## Text provided
....

Well, I’ve already done one week in Russia, and what a baptism of fire it has been into the world of travel! I can now attempt and sometimes succeed, albeit very slowly, at reading a Russian word out loud (usually street names or metro stations) as a case of having to, so I know I am on the right track, as usually I only knows the names in English from my map.
Day one in Russia – I arrived with a tense, nervous, terrified feeling in the pit of my stomach, and this only intensified as I arrived at my accommodation, which was a half hostel set up, only private rooms but shared kitchen and communal areas. This feeling would not shift! I wondered if it ever would?
Day two – by the second day, the feeling had subsided greatly, which I was thankful for, but not completely. A couple of days in, and then I found my St Petersburg bubble, and got into the swing of things.

....

## Objective A
Duplicate the portion of the account of the first days in Russia that begins with the words "Day two – by" and ends with "swing of things.".
The travel account and the records presented here were drawn from separate, unrelated sources.

[Entries for image location labeling]
....

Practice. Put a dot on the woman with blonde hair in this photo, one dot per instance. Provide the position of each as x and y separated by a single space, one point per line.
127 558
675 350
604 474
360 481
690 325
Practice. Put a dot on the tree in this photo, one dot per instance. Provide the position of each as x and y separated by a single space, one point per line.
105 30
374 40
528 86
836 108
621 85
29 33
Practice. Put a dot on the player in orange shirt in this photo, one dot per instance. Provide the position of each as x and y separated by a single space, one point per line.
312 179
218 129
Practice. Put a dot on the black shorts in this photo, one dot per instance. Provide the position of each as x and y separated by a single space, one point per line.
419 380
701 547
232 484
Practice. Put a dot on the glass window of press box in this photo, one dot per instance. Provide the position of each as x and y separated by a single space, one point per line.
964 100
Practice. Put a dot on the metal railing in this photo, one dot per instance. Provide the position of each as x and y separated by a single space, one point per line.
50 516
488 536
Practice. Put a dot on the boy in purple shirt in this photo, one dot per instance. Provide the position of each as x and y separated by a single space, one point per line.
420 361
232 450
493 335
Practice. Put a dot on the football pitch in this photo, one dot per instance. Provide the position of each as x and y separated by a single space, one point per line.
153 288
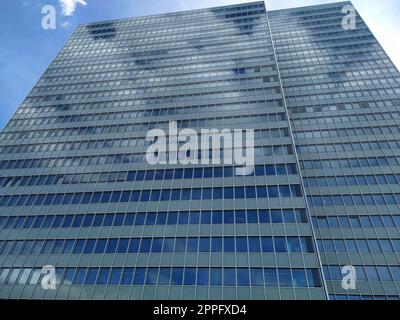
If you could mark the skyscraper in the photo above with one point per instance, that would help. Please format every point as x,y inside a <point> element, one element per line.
<point>342,96</point>
<point>78,195</point>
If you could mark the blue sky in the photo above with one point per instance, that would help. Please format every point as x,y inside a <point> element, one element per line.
<point>26,49</point>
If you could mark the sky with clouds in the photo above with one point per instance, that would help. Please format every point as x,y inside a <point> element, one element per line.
<point>27,49</point>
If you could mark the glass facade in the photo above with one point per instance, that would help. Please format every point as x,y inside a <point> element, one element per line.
<point>342,94</point>
<point>77,193</point>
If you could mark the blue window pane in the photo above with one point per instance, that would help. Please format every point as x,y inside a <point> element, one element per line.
<point>229,276</point>
<point>127,276</point>
<point>139,276</point>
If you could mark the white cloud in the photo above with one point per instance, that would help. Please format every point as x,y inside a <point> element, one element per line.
<point>68,6</point>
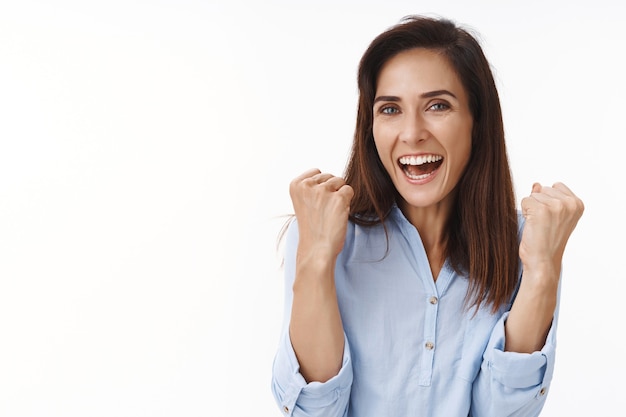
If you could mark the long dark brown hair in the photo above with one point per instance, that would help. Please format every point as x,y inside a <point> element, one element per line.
<point>482,228</point>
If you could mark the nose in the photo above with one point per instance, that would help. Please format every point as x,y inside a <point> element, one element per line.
<point>414,129</point>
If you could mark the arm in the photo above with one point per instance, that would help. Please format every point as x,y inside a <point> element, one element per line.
<point>551,216</point>
<point>312,372</point>
<point>519,360</point>
<point>321,203</point>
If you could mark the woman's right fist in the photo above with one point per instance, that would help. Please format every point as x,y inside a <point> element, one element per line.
<point>321,203</point>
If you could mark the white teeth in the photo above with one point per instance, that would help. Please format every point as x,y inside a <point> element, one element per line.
<point>420,159</point>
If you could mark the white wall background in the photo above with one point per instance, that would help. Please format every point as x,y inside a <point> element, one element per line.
<point>145,153</point>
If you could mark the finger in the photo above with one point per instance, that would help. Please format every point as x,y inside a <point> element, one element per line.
<point>307,174</point>
<point>321,177</point>
<point>334,183</point>
<point>563,188</point>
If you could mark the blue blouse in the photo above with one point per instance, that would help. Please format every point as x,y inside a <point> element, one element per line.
<point>412,348</point>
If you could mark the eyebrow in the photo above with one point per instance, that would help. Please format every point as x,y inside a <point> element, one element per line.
<point>428,94</point>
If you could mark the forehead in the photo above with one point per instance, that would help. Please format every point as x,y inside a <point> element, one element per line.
<point>418,70</point>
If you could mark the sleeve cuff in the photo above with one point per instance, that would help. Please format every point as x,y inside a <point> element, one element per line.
<point>520,370</point>
<point>289,385</point>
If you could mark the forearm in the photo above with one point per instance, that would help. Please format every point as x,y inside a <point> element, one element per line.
<point>315,329</point>
<point>532,312</point>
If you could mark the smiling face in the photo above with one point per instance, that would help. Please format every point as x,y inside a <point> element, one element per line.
<point>422,128</point>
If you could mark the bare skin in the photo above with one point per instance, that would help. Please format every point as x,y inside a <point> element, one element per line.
<point>551,216</point>
<point>321,204</point>
<point>421,109</point>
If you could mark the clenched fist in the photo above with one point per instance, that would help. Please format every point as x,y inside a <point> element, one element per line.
<point>551,215</point>
<point>321,203</point>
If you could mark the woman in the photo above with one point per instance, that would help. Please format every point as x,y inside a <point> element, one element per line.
<point>413,286</point>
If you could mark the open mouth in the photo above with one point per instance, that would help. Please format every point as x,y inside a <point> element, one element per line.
<point>421,166</point>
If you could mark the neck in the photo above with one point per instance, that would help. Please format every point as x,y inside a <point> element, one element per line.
<point>431,224</point>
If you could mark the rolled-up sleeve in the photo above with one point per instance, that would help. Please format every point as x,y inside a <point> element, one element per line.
<point>511,383</point>
<point>296,397</point>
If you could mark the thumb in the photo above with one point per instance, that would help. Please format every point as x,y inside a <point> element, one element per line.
<point>536,188</point>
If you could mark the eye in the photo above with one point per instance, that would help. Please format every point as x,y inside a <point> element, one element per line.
<point>388,110</point>
<point>439,106</point>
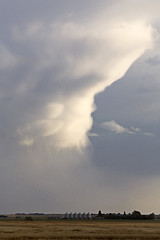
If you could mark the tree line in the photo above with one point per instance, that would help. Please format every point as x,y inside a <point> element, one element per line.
<point>135,215</point>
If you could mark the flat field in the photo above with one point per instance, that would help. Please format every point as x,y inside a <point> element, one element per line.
<point>91,229</point>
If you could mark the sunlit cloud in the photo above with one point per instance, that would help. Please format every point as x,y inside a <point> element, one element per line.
<point>119,129</point>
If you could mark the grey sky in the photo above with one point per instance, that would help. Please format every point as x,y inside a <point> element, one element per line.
<point>59,64</point>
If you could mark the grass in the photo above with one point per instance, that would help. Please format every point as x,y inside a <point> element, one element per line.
<point>83,230</point>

....

## Objective B
Set down verbatim the lines of the records from the line containing "If you could mark the woman's" through the line containing "<point>420,159</point>", including both of those lines.

## Answer A
Day two – by the second day, the feeling had subsided greatly, which I was thankful for, but not completely. A couple of days in, and then I found my St Petersburg bubble, and got into the swing of things.

## Answer B
If you could mark the woman's right fist in the photo above with one point per instance, that would help. Please format every point as x,y inside a <point> element, one element per line.
<point>321,203</point>
If you could mark the white teeth in the photo above with one point per instance, that would help. Please format every point as x,y inside a <point> element, one element per line.
<point>420,159</point>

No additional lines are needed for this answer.